### Text passage
I am a general entry into the 2023 Eagleman Cambridge and I would like my story to be heard. I grew up in Cambridge, poor and without dreams. Growing up mixed was almost unheard of in the ‘90s. I have built myself up into one amazingly resilient woman and I think the community should hear my story.
Three years prior to this, I wanted to kill myself. I wanted that because I made a mess of my life.
When I was 15, I was raped.
I was raped by five of my classmates at a party I went to because I wanted to fit in so badly. I was introduced to alcohol at that party, and I was tossed around like a rag doll with no ability to understand what had happened to me.
It changed me. I grasped on to any person who showed an ounce of love to me.
It was the most regretful decision because it shaped the rest of my life before I even knew it. I have survived rape, drug addiction, alcoholism and domestic violence. I had a gun held to my head at 29 years old by a police officer I was engaged to.
Trauma changes people. It shuts you down like a knife stabbing you in the head. I fell into a deep depression for two years and in the middle of it crashed two cars and almost killed myself.
Two DUIs later, I decided my life was meaningful still. I have overcome and maintained PTSD, severe anxiety and chronic depression to get here today. If I had met fitness earlier, I believe I would not have gone through what I went through back then.

### Data provided
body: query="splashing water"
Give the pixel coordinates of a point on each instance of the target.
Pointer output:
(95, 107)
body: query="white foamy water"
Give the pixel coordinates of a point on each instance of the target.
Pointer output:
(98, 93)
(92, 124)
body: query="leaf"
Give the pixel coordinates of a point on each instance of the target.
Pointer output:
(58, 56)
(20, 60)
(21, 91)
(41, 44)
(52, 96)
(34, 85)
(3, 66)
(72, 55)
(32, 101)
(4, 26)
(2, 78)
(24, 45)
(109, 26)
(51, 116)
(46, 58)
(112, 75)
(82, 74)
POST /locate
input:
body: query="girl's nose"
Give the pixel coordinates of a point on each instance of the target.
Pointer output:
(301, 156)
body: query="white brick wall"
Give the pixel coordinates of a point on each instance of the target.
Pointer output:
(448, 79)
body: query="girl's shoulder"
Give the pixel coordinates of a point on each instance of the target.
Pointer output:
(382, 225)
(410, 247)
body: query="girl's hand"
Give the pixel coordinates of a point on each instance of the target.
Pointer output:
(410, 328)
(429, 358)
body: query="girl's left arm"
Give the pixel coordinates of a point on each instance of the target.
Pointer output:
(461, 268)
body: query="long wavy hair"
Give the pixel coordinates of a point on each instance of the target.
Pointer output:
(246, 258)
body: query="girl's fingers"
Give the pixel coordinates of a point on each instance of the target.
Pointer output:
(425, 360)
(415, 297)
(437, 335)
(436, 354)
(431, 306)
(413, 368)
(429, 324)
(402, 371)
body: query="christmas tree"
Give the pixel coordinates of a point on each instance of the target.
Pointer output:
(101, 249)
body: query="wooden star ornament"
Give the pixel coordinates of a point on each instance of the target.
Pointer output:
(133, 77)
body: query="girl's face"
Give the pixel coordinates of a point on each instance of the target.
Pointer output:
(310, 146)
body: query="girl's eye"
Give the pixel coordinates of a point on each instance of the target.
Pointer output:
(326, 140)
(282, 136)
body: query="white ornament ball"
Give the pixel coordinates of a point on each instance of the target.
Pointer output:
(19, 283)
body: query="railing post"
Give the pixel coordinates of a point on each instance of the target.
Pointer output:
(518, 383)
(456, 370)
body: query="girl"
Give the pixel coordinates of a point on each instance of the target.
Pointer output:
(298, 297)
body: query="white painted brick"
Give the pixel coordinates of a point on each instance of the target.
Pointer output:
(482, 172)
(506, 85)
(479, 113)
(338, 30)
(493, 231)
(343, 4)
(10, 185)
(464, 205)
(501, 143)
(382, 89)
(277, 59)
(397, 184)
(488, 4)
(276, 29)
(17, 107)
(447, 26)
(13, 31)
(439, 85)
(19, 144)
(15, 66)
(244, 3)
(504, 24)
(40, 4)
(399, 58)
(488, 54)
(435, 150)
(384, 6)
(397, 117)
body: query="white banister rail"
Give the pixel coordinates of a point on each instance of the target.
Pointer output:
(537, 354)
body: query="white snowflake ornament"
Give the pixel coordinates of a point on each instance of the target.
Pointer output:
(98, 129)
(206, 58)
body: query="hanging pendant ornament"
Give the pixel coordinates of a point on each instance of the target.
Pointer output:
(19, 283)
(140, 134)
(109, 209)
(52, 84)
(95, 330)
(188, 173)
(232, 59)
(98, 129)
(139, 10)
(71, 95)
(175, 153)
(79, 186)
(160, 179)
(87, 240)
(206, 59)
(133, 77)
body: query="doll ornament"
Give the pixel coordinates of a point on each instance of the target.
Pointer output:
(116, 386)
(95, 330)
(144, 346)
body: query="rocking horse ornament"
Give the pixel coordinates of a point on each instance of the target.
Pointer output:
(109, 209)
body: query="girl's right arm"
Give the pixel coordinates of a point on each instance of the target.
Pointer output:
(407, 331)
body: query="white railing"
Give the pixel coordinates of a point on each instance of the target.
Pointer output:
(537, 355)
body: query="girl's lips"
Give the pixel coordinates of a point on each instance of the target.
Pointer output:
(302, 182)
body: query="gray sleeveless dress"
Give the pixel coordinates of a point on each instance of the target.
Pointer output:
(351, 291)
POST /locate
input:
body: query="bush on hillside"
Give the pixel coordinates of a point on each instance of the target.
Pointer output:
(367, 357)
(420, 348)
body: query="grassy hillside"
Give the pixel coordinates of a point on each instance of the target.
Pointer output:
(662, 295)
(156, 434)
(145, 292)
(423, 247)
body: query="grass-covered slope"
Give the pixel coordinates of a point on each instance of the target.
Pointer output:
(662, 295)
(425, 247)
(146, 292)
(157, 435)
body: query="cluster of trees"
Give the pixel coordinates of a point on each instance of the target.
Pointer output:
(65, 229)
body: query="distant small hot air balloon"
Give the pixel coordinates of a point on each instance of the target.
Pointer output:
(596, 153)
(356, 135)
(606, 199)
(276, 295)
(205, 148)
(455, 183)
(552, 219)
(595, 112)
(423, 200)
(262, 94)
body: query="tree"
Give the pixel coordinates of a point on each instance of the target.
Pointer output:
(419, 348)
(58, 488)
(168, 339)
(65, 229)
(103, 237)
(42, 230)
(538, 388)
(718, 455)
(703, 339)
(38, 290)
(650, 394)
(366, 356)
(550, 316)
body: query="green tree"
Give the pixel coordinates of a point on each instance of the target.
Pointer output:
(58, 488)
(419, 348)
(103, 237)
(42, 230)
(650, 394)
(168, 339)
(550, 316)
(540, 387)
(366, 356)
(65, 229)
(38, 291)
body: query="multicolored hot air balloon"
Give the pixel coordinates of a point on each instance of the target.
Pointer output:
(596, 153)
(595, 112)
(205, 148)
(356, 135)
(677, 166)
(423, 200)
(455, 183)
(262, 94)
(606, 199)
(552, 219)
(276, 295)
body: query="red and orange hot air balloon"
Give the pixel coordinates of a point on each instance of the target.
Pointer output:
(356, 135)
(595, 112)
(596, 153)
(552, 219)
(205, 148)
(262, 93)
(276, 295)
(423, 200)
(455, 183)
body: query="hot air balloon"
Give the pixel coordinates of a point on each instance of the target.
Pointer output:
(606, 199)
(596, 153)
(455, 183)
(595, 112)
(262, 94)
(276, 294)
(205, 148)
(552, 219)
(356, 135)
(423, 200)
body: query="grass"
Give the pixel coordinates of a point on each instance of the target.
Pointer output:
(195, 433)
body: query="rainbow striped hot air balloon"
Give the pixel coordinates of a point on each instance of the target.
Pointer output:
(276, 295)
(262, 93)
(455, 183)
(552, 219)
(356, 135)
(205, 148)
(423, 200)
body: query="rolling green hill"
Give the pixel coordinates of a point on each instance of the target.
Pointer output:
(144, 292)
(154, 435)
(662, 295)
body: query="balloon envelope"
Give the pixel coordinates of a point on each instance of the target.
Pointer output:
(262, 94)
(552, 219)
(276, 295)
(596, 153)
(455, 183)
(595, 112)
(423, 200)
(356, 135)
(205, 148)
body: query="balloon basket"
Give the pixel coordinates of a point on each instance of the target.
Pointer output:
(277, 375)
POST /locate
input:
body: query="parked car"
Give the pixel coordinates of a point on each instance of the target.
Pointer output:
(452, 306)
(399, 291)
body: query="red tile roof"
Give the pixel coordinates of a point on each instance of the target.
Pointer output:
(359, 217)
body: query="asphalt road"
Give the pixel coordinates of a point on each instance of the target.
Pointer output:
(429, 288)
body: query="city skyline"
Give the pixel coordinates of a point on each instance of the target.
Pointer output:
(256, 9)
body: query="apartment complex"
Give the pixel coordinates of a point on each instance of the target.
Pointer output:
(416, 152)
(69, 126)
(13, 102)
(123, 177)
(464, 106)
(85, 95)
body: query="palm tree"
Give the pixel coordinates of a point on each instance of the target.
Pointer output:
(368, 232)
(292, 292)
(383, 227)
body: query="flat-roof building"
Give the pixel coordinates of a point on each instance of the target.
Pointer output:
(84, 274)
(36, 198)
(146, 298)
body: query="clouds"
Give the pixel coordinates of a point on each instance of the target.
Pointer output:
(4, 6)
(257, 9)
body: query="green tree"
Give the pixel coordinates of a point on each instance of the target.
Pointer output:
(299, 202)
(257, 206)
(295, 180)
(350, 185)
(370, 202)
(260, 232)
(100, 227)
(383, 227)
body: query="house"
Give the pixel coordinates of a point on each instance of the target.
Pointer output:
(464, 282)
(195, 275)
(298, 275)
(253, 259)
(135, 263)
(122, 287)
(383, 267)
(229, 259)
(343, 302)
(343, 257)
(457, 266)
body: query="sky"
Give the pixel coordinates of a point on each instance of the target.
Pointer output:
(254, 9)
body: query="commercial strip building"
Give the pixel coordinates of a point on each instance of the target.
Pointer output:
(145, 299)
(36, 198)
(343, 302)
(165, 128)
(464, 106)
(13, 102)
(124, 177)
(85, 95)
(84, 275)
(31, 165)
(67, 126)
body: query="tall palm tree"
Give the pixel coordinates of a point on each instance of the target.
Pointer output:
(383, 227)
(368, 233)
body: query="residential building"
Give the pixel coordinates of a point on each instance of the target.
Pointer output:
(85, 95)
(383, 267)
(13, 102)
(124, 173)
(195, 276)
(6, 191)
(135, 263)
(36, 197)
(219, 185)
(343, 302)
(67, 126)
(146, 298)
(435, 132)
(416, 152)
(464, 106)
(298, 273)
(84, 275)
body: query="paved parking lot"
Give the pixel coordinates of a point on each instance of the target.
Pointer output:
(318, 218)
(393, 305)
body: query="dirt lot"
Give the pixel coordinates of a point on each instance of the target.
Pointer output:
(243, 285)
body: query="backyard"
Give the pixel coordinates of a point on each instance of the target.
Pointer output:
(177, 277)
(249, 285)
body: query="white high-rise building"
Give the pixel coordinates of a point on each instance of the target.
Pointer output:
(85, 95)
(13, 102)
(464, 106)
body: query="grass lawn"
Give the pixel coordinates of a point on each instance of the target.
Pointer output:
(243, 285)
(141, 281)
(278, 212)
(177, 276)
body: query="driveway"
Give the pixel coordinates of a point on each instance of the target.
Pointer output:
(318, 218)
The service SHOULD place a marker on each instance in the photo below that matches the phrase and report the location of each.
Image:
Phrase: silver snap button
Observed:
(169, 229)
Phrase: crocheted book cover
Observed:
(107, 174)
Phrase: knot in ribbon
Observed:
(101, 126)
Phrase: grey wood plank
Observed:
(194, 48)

### Apply what you read
1. In the race entry story, how old was the writer when the police officer she was engaged to held a gun to her head?
2. Carry on the race entry story from its last sentence.
The listing has nothing to do with the race entry story.

### List of answers
1. 29 years old.

2.
My strength comes from my faith in believing that my purpose is beyond what I have experienced in my lifetime. I am not your average triathlete; I do not have everything figured out in my life and I struggled to train and stay committed because so much hurt has been shoved in my face throughout my adult life.
One thing is for sure, and two things are for certain, 1) I pushed through and trained myself to run, cycle and swim; 2) I feel my strongest when I am active in either of those sports. I registered for this triathlon the day after the last one concluded, the 2022 Eagleman Cambridge.
After I volunteered at the run aid station it pushed me to go forth and register. I wanted to give myself one year to train and since then I have overcome so many trials and tribulations. Still poor, still afraid of my own shadow and still lacking the courage to join a club team.
I am proud to say that the same day I participate in the 2023 Eagleman, I will be graduating with my master’s degree in clinical psychology. I would love to share my story and reach thousands of women who are struggling with domestic abuse and feelings of worthlessness. Fitness saved my life.